TU TAREA. Reproduce de forma literal el pasaje del fragmento sobre la Sardá que va desde "Políticamente próxima al" hasta "y Rodríguez Zapatero.", con ambos extremos incluidos.

FRAGMENTO.
⁂

La Sardá, como esa rosa de aspecto fuerte, pero frágil en su composición interior, ha llevado hasta el final de sus días el Sáhara dentro de su enorme corazón. Aparte de la entrevista con Jordi Évole en la que hablaba con naturalidad de la enfermedad que al final se ha llevado su vida, su última aparición pública fue un vídeo hace pocas semanas en el que reclamaba justicia para los presos saharauis encarcelados injustamente por Marruecos. Sin arengas políticas, apelaba en su intervención entre otros rostros populares simplemente a la humanidad de las autoridades marroquíes.
Después de 2008, la Sardá siguió viajando a los campamentos de población refugiada saharaui. Estableció un fuerte vínculo con la familia de origen nómada que la acogió en su primer viaje. Tanto, que desde entonces, tras grandes peleas burocráticas, consiguió que una de las hijas de esa familia, Whaba Hamma Yahya (al principio la Sardá no sabía pronunciar bien su nombre y la llamaba Guapa, por semejanza fonética) viniera con ella a vivir a su casa de Barcelona. Era su orgullo. Decía que a la niña llegada del desierto le había enseñado por igual castellano que catalán y que le emocionaba escucharla hablar con soltura en las dos lenguas con su acento saharaui.
Políticamente próxima al Partido Socialista Catalán y al PSOE a nivel estatal, era muy crítica con la postura que ambos partidos mantenían sobre la causa saharaui. No se cortaba nunca de decírselo a la cara a los altos mandatarios con los que se codeaba a menudo. Incluso decírselo en persona a los mismísimos González y Rodríguez Zapatero.

⁂

Registros guardados:
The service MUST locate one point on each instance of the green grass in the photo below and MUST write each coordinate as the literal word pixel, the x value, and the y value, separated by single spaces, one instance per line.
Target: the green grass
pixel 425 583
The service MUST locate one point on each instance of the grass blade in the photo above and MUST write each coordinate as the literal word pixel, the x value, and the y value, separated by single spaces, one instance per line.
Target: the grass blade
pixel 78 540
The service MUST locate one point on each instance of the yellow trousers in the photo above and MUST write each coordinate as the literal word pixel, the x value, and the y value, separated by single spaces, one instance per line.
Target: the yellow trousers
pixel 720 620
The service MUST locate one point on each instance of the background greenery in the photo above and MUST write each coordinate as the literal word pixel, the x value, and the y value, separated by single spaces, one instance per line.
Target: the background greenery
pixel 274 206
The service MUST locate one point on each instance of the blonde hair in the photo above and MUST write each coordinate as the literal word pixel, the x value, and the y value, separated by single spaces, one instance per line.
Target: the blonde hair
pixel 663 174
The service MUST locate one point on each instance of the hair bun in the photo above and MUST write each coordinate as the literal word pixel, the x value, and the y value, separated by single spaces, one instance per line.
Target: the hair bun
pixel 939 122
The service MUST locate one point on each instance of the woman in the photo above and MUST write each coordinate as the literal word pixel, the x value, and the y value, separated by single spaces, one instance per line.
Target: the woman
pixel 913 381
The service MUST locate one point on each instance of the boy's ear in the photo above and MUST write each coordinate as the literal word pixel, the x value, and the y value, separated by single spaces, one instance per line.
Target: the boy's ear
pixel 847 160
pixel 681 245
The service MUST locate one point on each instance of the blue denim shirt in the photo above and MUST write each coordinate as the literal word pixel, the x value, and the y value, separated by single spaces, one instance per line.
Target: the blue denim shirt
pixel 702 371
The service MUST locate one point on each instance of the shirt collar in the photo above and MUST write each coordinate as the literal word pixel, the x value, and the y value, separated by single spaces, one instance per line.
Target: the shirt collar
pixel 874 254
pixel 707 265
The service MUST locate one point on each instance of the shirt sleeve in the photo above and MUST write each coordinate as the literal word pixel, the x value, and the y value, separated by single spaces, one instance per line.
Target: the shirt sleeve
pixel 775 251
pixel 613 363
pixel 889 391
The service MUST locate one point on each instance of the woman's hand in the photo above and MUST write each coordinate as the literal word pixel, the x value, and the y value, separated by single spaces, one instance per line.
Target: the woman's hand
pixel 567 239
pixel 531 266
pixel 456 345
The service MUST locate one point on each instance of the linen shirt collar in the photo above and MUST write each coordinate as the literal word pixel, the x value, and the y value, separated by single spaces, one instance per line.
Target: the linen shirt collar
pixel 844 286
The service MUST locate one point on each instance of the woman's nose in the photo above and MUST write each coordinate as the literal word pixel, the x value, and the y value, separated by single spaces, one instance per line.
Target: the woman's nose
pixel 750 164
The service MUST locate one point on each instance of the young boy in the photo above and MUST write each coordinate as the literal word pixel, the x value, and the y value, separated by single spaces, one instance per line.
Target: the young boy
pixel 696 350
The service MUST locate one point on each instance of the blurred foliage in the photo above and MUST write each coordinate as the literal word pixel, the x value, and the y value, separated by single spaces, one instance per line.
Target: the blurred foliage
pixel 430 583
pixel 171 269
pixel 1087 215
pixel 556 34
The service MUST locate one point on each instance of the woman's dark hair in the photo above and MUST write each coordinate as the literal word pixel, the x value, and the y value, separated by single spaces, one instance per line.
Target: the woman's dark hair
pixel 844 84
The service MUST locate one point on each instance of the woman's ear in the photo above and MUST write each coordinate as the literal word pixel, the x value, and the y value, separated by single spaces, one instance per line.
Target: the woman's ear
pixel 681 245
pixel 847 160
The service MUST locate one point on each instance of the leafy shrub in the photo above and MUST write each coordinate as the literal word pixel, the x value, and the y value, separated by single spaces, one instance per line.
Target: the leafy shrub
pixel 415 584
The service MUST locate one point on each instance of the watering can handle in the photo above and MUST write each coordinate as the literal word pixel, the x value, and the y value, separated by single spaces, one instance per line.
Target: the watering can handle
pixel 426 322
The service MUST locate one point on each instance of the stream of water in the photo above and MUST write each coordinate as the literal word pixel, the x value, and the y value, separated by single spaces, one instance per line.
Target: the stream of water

⁂

RESPUESTA.
Políticamente próxima al Partido Socialista Catalán y al PSOE a nivel estatal, era muy crítica con la postura que ambos partidos mantenían sobre la causa saharaui. No se cortaba nunca de decírselo a la cara a los altos mandatarios con los que se codeaba a menudo. Incluso decírselo en persona a los mismísimos González y Rodríguez Zapatero.